EXERCISE AIM:
Nothing but the line with "Task: the component shall indicate the man in yellow" and the lines after it, through the end of the records below, is to be repeated, exactly as it is.
Start of DATA SUPPLIED
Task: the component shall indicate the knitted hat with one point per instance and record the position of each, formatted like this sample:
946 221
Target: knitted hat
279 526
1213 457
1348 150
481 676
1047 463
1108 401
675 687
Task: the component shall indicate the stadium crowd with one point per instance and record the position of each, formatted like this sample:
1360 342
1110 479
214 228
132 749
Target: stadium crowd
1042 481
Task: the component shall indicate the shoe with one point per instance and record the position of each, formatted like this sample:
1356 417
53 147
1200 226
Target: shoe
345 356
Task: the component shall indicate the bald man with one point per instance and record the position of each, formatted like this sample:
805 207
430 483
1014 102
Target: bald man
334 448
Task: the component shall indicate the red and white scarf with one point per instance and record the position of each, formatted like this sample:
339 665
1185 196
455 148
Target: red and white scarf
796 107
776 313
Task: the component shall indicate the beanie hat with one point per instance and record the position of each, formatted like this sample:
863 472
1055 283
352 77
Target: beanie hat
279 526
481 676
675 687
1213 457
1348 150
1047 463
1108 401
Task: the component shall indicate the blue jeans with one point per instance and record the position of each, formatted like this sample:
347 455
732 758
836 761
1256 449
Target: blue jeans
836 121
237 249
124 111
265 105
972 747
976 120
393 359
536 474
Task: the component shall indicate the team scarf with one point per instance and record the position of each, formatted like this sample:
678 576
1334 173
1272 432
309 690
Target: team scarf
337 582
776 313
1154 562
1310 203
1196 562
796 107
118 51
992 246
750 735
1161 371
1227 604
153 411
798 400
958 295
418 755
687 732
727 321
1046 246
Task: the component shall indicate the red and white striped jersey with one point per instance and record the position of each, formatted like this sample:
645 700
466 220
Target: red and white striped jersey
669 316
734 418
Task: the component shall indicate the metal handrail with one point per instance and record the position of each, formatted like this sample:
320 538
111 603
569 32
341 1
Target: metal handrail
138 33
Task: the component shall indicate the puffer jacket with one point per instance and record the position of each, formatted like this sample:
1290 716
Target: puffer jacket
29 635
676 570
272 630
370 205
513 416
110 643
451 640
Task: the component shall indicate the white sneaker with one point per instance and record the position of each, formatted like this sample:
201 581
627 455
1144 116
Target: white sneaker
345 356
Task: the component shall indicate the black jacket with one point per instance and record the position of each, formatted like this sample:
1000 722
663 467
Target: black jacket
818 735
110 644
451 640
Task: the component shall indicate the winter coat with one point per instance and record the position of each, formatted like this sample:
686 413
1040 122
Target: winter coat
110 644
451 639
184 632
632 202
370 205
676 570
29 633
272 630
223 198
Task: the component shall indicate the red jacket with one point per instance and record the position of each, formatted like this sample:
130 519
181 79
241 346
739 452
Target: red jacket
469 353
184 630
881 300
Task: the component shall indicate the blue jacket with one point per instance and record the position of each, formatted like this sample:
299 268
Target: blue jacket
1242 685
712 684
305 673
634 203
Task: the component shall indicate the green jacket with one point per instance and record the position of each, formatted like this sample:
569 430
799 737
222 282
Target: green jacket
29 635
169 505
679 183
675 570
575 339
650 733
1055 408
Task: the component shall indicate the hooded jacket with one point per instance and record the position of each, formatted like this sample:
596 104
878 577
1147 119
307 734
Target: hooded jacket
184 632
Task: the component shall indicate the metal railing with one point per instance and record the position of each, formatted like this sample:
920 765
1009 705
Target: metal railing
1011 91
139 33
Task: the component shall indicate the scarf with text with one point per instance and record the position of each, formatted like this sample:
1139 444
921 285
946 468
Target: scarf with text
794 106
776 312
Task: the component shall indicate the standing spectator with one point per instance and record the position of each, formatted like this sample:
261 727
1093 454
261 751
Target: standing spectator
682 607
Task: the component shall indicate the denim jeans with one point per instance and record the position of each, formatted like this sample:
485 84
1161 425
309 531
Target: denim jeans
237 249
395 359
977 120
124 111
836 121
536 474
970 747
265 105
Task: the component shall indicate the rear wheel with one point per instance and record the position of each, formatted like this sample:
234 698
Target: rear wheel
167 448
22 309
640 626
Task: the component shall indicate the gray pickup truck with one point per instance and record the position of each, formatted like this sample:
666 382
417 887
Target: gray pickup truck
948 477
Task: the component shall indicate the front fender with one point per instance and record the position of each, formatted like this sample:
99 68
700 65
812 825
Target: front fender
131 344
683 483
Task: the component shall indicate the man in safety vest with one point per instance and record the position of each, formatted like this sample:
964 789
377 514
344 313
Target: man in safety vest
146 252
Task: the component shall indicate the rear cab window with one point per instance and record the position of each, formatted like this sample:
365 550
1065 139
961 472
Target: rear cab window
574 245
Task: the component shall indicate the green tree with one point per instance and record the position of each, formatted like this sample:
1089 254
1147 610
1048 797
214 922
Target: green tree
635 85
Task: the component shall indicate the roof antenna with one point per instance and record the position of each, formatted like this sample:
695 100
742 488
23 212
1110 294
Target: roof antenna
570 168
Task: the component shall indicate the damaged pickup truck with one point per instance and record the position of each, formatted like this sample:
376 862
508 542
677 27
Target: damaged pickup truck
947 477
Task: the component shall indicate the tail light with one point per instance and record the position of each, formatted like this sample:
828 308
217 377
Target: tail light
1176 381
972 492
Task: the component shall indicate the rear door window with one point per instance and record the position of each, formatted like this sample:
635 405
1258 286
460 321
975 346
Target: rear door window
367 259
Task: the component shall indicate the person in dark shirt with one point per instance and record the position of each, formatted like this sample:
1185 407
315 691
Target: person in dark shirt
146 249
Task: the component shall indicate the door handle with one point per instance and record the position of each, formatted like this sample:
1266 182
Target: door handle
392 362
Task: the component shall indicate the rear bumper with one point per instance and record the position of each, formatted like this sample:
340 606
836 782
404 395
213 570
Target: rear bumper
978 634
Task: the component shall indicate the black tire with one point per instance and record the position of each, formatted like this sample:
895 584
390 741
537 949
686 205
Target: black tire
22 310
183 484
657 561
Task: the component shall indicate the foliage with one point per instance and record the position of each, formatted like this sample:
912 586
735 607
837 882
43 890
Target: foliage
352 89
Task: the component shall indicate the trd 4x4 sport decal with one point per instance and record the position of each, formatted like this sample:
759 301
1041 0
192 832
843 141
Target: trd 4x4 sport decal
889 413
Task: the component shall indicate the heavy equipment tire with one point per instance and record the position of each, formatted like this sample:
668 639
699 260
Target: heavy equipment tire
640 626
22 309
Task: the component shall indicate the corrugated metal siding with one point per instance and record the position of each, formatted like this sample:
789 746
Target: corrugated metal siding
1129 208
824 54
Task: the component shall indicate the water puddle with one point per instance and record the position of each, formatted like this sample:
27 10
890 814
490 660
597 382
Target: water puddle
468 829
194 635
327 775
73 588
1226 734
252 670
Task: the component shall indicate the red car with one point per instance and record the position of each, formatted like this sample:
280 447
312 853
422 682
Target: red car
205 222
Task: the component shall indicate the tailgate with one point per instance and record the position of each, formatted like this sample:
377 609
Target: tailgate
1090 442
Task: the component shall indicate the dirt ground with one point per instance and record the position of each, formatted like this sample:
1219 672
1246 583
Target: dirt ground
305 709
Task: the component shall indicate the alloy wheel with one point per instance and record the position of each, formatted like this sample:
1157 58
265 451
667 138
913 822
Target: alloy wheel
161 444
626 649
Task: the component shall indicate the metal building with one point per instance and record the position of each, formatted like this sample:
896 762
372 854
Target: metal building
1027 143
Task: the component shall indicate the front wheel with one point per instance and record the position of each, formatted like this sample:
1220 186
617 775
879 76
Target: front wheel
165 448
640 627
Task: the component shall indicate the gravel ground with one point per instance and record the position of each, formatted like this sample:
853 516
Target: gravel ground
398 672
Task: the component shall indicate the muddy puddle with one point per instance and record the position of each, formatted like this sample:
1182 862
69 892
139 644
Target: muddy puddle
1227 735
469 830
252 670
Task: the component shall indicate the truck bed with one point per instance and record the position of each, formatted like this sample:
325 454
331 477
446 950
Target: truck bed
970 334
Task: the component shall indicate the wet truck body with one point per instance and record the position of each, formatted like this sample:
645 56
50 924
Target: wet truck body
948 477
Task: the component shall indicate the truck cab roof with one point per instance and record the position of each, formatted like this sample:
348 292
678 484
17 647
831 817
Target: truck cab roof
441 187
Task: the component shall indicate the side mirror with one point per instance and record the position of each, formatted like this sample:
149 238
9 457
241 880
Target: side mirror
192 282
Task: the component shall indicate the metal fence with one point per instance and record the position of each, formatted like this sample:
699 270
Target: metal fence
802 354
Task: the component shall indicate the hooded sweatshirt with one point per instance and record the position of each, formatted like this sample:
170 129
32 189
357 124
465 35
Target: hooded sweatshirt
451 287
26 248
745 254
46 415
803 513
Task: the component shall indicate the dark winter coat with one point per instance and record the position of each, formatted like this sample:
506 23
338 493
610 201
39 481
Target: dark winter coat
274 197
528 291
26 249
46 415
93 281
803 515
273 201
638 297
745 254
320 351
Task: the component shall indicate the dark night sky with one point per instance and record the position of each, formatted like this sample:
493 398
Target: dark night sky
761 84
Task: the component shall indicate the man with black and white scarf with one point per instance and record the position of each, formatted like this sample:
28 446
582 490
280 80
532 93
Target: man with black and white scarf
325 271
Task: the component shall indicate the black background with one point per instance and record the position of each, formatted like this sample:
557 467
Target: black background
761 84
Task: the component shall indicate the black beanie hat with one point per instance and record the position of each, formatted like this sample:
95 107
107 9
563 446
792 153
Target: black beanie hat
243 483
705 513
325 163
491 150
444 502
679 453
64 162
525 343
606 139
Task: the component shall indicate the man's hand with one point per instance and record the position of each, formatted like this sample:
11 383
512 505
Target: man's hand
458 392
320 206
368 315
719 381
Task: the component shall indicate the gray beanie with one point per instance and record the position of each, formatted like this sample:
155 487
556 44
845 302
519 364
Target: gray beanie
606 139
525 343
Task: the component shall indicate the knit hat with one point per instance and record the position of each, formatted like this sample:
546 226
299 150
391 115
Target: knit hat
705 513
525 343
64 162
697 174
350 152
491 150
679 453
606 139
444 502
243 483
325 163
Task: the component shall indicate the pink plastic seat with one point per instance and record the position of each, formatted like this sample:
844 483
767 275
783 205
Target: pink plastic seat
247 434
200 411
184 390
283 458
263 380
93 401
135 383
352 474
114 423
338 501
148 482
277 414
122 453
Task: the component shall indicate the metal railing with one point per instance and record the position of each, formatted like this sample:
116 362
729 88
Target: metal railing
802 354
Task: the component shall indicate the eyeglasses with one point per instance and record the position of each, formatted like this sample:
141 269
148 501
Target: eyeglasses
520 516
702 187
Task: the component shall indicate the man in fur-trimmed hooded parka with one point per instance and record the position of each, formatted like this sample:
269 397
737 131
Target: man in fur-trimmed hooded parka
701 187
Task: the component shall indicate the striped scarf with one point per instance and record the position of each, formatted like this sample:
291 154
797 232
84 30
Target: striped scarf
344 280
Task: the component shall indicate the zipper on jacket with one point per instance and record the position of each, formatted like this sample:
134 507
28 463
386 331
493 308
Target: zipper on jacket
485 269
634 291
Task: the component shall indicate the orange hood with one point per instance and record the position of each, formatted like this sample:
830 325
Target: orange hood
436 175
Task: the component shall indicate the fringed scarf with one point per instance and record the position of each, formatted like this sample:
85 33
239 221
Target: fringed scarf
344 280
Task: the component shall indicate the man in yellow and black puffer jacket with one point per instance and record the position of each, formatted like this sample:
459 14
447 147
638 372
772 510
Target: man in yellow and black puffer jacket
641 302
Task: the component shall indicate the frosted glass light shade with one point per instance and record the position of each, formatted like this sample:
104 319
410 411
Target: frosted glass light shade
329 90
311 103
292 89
End of DATA SUPPLIED
RIGHT ANSWER:
Task: the component shall indicate the man in yellow and black puffer jacket with one point per instance and record the position of each, formatted like this sample:
459 14
447 147
638 372
772 510
Target: man in yellow and black puffer jacket
641 302
Task: the component shall indicate the frosted glass light shade with one point per instance and record the position of each, formatted like this sample:
104 319
410 411
Target: frosted glass light shade
329 90
311 103
292 89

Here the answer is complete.